EXCERPTED DATA:
★ ★ ★ ★

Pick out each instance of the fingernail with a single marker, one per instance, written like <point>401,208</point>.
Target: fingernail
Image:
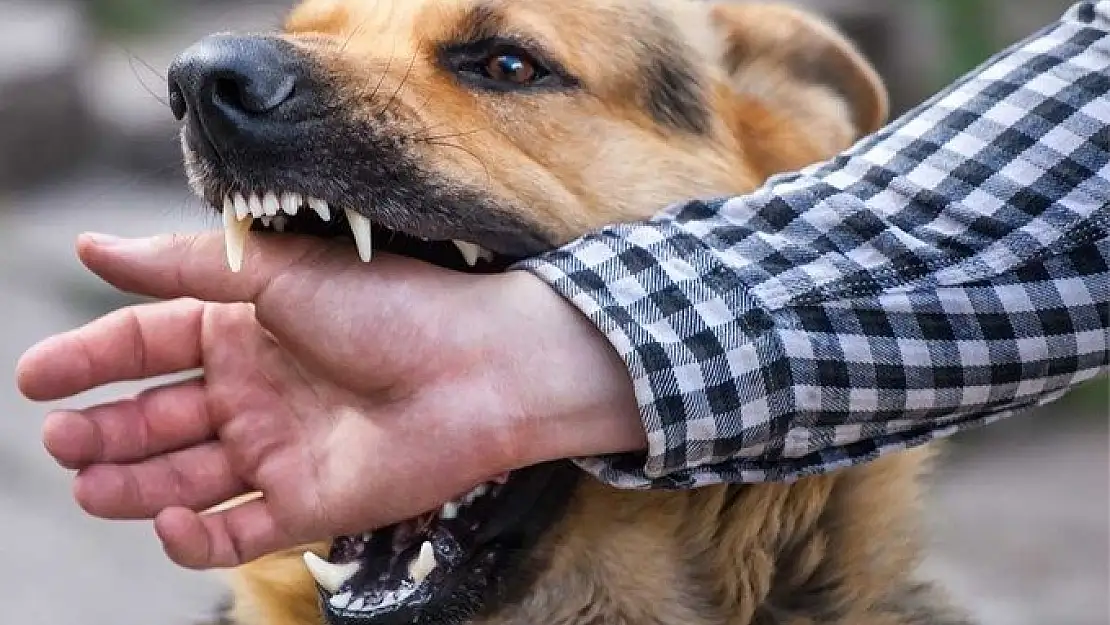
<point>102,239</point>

★ ★ ★ ★

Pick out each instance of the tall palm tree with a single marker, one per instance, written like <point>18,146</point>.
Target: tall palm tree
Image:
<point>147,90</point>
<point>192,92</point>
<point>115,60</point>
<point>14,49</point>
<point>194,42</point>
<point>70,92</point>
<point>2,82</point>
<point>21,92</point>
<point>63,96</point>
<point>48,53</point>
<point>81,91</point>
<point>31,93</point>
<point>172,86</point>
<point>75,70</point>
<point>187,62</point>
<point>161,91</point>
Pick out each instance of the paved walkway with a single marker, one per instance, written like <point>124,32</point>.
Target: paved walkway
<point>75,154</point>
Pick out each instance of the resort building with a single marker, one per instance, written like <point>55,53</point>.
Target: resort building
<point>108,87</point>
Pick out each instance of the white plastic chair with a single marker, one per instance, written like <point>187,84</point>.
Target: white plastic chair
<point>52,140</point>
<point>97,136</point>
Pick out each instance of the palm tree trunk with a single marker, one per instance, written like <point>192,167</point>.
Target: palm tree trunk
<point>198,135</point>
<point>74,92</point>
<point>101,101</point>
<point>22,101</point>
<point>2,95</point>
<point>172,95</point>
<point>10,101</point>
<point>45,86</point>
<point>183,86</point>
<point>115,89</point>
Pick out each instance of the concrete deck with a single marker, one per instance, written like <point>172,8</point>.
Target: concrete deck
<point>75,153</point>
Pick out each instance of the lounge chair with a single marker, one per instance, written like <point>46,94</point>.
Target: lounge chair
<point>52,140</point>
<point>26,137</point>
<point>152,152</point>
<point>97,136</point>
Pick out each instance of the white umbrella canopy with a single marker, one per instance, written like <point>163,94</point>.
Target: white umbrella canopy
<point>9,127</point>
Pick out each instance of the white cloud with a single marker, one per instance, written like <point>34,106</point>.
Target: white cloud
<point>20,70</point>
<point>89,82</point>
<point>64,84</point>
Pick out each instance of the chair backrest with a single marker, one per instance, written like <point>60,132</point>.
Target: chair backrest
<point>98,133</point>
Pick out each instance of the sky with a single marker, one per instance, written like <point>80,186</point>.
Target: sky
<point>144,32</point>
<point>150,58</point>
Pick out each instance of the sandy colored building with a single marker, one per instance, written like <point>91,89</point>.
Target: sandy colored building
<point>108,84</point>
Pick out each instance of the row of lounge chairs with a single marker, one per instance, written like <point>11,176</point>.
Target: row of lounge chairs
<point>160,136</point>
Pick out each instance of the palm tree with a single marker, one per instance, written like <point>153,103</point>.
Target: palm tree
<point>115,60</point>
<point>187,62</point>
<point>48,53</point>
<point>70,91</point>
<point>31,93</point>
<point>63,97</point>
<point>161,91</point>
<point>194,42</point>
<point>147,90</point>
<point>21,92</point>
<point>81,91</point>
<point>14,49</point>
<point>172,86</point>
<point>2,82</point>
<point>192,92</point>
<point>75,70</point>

★ ★ ★ ★

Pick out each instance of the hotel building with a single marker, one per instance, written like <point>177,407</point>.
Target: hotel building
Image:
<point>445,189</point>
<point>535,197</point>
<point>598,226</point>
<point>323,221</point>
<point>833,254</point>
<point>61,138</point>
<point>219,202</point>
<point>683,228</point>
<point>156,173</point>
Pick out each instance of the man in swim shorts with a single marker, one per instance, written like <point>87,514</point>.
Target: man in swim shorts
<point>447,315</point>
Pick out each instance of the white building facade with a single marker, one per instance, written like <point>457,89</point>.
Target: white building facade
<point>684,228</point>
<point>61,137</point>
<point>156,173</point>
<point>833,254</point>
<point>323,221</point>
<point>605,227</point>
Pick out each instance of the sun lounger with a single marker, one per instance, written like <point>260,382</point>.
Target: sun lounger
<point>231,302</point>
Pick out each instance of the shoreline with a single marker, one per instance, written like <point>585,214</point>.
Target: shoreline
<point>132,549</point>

★ ★ ★ ★

PROBLEM STATEMENT:
Retype the items exactly, starting at the line that contains "Pick out each instance of the fingernail" and ending at the line that contains "<point>102,239</point>", both included. Leave the pictures out of the answer.

SOLUTION:
Pick out each instance of the fingernail with a single marker, one per instance, written like <point>401,208</point>.
Target: fingernail
Image:
<point>102,239</point>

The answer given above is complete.